* **Actions to take**
a. Repeat word for word the passage of the perinatal depression screening article starting at "Screening all women" and ending at "symptoms by six months postpartum.".
b. Write the next part of the article on screening women for depression during and after pregnancy, picking up after its final sentence.

* **Source extract**
--------
Screening all women for depression during and after pregnancy can significantly help mothers and their babies, two new studies report.
A universal screening program at Kaiser Permanente Northern California found that 14.8 percent of pregnant women in the study screened positive for depression symptoms. Of those, 6.1 percent had severe symptoms.
All of the women with depression symptoms were referred for treatment. Among those diagnosed with depression, 60.2 percent had symptoms that improved by at least half by six months postpartum. Among those with severe depression, 57.3 percent had progressed to having mild symptoms by six months postpartum.
“Our studies provide evidence for the effectiveness of universal screening for perinatal depression in enhancing identification and treatment and, ultimately, improvement of outcomes,” Lyndsay Ammon Avalos, lead author of one of the studies, said in a release.
Both studies were published in Obstetrics and Gynecology, a peer-reviewed journal, in early April.
Researchers compared outcomes before, during and after implementation of the screening program for nearly 98,000 pregnancies between 2007 and 2014.
The program aims to screen women three times using a nine-question survey. Women were screened at their first prenatal visit, between 24 and 28 weeks of pregnancy and three to eight weeks following the birth of their babies.
--------
* **Study material**

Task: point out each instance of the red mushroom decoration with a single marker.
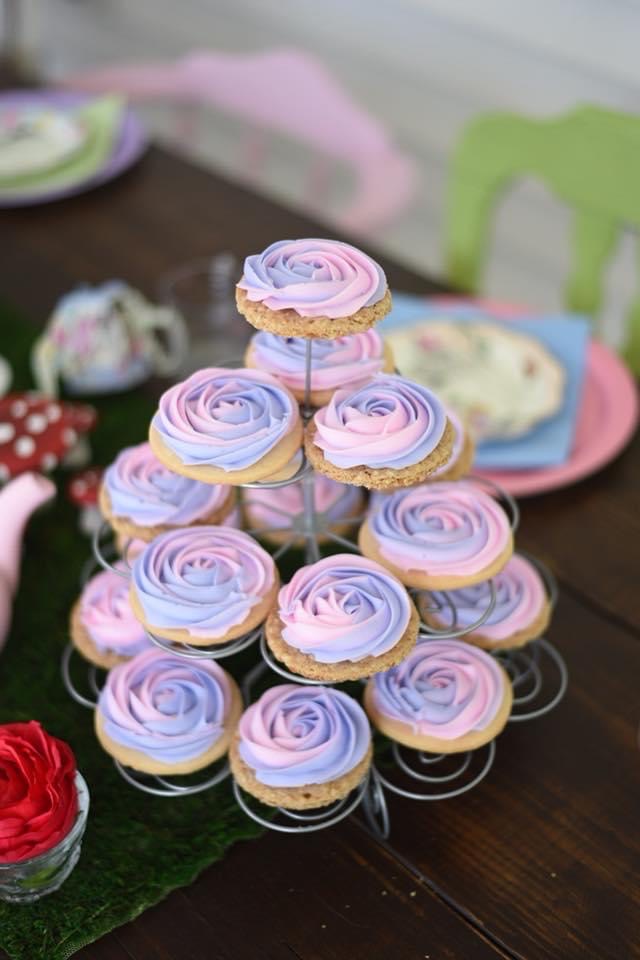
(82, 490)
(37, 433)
--------
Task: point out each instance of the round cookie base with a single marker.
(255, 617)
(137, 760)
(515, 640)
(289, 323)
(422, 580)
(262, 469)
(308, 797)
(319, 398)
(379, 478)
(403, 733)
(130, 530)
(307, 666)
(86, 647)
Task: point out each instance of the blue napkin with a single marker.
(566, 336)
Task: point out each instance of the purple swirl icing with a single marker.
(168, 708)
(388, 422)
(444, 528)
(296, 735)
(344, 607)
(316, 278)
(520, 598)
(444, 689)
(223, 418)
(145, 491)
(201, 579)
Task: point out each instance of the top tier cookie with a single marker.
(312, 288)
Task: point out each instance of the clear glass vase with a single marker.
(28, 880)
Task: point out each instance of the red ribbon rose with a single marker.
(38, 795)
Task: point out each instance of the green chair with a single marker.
--------
* **Answers for each item**
a.
Screening all women for depression during and after pregnancy can significantly help mothers and their babies, two new studies report.
A universal screening program at Kaiser Permanente Northern California found that 14.8 percent of pregnant women in the study screened positive for depression symptoms. Of those, 6.1 percent had severe symptoms.
All of the women with depression symptoms were referred for treatment. Among those diagnosed with depression, 60.2 percent had symptoms that improved by at least half by six months postpartum. Among those with severe depression, 57.3 percent had progressed to having mild symptoms by six months postpartum.

b.
Women who screened positive for depression were referred to classes, support groups or individual counseling, or prescribed medication.
Depression during or after pregnancy occurs in 12 to 20 percent of pregnancies, according to the U.S. Centers for Disease Control and Prevention.
It’s linked to premature delivery, decreased maternal-child interactions, child behavior problems and, in severe cases, even suicide or infanticide, according to researchers.
Avalos, a research scientist in the Kaiser Permanente Northern California Division of Research, and Tracy Flanagan, director of women’s health for Kaiser Permanente in Northern California and lead author of one of the studies, said screening women can have a big impact.
“Through collaborations with mental health professionals, the implementation of universal screening in routine obstetric care can provide significant improvements in identifying and treating perinatal depression,” Flanagan said.